REQUIRED TASK: Show every line in the listing below that contains the string "jacket", copying each one in full. Case counts, so match only that exact capitalization.

|---|

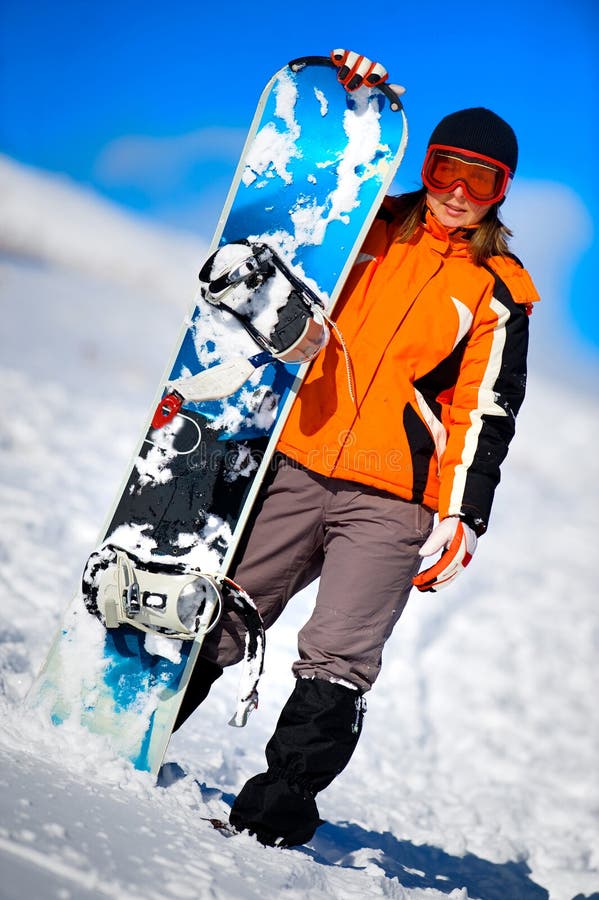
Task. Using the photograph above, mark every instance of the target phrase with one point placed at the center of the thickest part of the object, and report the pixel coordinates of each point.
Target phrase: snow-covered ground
(477, 773)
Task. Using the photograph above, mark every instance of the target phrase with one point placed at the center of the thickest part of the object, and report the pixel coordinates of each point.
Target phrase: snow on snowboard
(314, 170)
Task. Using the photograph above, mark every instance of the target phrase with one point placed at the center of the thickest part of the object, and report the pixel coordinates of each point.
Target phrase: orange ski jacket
(438, 356)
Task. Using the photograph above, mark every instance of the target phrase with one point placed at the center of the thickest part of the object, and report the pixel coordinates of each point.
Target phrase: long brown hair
(489, 239)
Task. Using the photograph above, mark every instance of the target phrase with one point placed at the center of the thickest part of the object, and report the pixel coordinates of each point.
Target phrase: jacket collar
(456, 238)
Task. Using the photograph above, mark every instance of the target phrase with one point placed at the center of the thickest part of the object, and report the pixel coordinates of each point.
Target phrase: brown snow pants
(361, 542)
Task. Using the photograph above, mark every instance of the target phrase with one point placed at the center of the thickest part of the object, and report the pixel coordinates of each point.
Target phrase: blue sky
(148, 102)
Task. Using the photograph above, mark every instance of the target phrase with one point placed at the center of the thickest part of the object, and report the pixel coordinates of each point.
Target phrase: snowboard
(316, 165)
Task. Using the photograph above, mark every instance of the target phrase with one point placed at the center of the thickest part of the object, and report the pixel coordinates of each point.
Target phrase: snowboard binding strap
(243, 274)
(175, 601)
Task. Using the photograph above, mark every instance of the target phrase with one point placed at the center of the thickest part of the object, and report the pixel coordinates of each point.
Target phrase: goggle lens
(483, 180)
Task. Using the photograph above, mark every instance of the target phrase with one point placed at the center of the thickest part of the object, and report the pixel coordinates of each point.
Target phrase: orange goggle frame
(484, 180)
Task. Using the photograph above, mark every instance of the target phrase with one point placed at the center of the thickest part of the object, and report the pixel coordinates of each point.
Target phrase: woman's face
(455, 210)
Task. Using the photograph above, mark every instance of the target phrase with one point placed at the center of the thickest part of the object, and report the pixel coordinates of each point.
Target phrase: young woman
(435, 318)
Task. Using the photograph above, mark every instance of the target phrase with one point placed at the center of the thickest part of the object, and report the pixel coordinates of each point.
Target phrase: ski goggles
(483, 180)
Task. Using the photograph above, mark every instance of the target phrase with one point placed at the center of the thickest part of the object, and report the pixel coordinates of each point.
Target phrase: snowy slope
(477, 772)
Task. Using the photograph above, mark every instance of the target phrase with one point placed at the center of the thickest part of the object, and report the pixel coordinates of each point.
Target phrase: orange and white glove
(355, 70)
(458, 542)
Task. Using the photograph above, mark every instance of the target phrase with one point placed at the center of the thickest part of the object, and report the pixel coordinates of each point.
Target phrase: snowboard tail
(315, 168)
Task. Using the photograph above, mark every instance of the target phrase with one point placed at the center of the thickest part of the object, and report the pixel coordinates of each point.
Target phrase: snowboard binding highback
(282, 314)
(173, 600)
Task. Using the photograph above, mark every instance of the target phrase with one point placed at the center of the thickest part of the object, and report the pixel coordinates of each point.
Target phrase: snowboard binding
(253, 283)
(174, 601)
(284, 317)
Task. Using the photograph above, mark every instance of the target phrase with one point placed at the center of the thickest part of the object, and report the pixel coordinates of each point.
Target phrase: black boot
(315, 737)
(204, 674)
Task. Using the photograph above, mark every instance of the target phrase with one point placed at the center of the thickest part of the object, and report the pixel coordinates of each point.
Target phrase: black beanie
(480, 131)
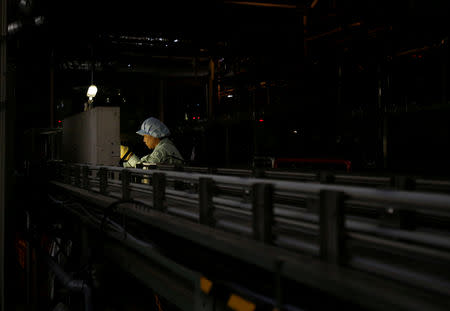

|---|

EXERCISE ANSWER:
Target phrase: orange ski jacket
Target phrase: jacket collar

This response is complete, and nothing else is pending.